-------- 节选段落

几年没有联系,朋友突然打来电话。晚餐时和妻子说起这事,迁居之后,他们夫妇是否来过?妻子没有印象,我也没有。
昨天上午我回打电话,邀请他们夫妻二位方便的时候来我家吃个饭。近中午时,他来电话,说中午见,喝酒。那时酒友刚好在我那里聊天,我试探着邀请他一起喝酒,他稍犹豫,就答应了。
朋友是高中的同学,同是水头人,当时交往却不多。高中之后。我去了中医学院,他去了农大,两校仅隔一条贴沙河,于是便成了经常玩在一起的伙伴。毕业之后,他回家,我也回家,玩到彼此有了家庭,才逐渐把对方抛开。
朋友和酒友认识,一见如故。喝酒,聊天,先谈孩子,再谈房产,再谈孩子。啤酒喝了两个小时,朋友离开,此时正宜告一段落。酒友突然提议说,接下来喝杨梅酒怎么样?

----------------
-------- 提取信息

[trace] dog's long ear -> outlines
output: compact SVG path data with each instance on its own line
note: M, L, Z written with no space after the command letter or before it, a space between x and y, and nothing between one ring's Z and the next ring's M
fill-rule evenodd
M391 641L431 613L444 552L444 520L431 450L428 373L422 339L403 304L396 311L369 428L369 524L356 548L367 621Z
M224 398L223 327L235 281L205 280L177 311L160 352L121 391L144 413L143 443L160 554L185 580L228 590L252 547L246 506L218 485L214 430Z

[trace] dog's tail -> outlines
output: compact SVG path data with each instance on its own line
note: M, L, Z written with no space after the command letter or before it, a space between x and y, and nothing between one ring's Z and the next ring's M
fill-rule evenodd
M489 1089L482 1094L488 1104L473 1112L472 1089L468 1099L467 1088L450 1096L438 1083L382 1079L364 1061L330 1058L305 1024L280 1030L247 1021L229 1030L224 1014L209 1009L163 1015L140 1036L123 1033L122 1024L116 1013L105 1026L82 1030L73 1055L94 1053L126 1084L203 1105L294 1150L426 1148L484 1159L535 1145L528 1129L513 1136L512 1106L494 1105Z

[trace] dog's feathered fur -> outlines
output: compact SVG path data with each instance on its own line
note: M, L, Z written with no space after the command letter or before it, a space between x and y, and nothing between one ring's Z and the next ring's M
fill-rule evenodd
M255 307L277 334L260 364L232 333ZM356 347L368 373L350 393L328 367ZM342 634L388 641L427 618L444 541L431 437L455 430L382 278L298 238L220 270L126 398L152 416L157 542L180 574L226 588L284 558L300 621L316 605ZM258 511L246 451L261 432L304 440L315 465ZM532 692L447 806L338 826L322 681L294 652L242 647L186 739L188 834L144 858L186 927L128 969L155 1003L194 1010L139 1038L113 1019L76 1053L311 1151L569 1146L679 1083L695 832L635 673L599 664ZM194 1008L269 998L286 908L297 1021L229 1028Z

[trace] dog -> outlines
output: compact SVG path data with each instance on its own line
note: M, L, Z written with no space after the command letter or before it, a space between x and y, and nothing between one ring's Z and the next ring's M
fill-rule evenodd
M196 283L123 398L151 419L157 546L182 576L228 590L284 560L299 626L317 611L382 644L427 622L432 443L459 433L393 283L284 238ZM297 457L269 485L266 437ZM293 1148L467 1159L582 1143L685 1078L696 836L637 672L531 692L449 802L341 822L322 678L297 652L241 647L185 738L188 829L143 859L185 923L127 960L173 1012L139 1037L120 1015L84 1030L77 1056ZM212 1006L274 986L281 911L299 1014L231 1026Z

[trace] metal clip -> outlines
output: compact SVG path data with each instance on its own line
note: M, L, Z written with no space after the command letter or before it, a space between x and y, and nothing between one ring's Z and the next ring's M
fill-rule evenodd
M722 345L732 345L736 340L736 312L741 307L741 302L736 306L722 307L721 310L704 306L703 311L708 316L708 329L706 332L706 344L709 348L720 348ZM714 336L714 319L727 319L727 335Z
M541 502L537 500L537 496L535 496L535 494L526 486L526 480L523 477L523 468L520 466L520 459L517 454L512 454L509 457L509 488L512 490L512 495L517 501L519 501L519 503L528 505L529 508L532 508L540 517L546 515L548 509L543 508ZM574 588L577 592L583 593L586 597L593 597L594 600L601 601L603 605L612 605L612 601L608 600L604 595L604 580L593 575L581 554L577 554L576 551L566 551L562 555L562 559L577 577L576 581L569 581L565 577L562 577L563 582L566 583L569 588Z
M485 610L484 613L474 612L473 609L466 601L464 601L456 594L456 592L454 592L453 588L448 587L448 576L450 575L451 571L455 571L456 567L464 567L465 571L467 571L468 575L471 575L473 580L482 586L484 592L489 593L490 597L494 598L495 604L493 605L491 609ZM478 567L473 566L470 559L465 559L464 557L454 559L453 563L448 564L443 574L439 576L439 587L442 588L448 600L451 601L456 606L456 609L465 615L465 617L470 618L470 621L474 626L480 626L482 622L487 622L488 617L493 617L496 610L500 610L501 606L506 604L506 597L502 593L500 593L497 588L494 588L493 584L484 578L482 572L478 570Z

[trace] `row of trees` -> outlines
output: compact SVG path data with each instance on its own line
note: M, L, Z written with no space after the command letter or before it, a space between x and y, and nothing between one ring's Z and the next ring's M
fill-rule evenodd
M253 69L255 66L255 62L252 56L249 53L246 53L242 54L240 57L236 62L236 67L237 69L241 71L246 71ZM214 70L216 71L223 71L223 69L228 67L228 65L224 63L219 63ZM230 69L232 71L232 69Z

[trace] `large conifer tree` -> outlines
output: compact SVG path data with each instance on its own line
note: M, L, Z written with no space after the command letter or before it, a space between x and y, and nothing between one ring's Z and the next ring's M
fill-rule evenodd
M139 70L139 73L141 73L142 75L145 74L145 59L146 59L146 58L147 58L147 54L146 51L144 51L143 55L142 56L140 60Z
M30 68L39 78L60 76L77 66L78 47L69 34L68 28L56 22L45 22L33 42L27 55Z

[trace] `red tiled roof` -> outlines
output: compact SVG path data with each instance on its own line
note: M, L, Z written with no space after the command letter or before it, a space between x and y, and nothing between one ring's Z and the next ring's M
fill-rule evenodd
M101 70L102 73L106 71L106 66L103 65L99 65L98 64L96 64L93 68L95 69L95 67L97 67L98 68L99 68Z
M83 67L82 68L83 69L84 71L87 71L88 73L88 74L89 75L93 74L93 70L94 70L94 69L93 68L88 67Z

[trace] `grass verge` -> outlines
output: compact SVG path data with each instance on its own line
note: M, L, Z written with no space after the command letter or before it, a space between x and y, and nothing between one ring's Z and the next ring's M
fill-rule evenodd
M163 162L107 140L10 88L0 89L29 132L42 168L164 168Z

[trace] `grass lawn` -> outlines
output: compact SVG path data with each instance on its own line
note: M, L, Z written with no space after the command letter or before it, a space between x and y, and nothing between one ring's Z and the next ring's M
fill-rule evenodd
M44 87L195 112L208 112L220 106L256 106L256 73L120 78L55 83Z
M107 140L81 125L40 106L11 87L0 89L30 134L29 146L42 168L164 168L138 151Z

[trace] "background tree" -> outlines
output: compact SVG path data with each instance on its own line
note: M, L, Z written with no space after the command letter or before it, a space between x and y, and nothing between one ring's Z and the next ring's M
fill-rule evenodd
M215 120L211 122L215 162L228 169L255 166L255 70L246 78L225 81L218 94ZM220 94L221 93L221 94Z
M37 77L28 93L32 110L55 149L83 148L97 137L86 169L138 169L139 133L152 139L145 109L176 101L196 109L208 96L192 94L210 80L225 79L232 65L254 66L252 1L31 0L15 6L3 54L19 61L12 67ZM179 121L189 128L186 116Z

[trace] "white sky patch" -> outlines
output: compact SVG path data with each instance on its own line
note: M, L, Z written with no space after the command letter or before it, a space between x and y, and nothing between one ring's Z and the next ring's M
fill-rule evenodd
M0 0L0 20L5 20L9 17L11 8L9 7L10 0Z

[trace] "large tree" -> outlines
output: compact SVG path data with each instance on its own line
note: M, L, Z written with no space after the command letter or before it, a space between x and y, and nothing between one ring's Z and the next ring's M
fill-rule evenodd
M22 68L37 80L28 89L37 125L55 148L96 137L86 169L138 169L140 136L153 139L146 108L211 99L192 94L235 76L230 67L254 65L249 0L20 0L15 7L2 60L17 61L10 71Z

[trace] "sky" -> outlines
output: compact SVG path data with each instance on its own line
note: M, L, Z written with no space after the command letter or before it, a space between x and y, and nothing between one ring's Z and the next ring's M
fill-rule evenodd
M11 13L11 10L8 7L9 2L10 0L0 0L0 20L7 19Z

----------------

## 必做任务
(1) 根据这篇记叙老同学来访的短文,回答下列问题:
(a) 高中毕业后,“我”和朋友分别去了哪里?
(b) 两所学校之间隔着什么?
(c) 朋友离开前,大家喝啤酒喝了多长时间?
(2) 这篇记叙老同学来访的短文提到,“我”和朋友高中时交往不多,后来却成了经常玩在一起的伙伴。按照文中的说法,这是什么原因?请用一到三句话说明。
(3) 请续写这篇记叙老同学来访的短文,从最后一句之后写起。

## 本题答案
(1)
(a) “我”去了中医学院,朋友去了农大。
(b) 两校之间隔着一条贴沙河。
(c) 喝了两个小时。

(2) 高中之后,“我”进了中医学院,朋友进了农大,两所学校只隔着一条贴沙河。因为离得近,两人便成了经常玩在一起的伙伴。

(3)
既然在我家喝酒,我当然说好。其实他也知道,我家的杨梅酒早被他喝光了,只有新加的白酒空浸着早已没汁的杨梅。这一喝,又是两个小时。
除了没有呕吐,我醉得很彻底,躺到了床上,觉得更醉。睡之前,接了一个电话,拨了一个电话,醒来后,完全忘了说话的内容。从下午四点睡到晚上七点,女儿知道我醒了,不嫌我酒气浓烈,躺到我身边和我聊天,说这说那。又说,以前我会和她开玩笑,一开玩笑她就哭,现在我都不和她开玩笑了,这让她觉得无聊。
时间过得确实快,我和朋友玩在一起的时候,正值青春。贴沙河,华家池;旧农大的食堂,老庆春路的片儿川;他的浙江卫校的身高比他高的同乡美女,我的初恋女友寄来的盖着口红唇印的信笺------如今他已谢顶,我也已两鬓斑白了。我摸摸女儿的脑袋瓜,笑了笑,可不是?女儿都会觉得无聊了。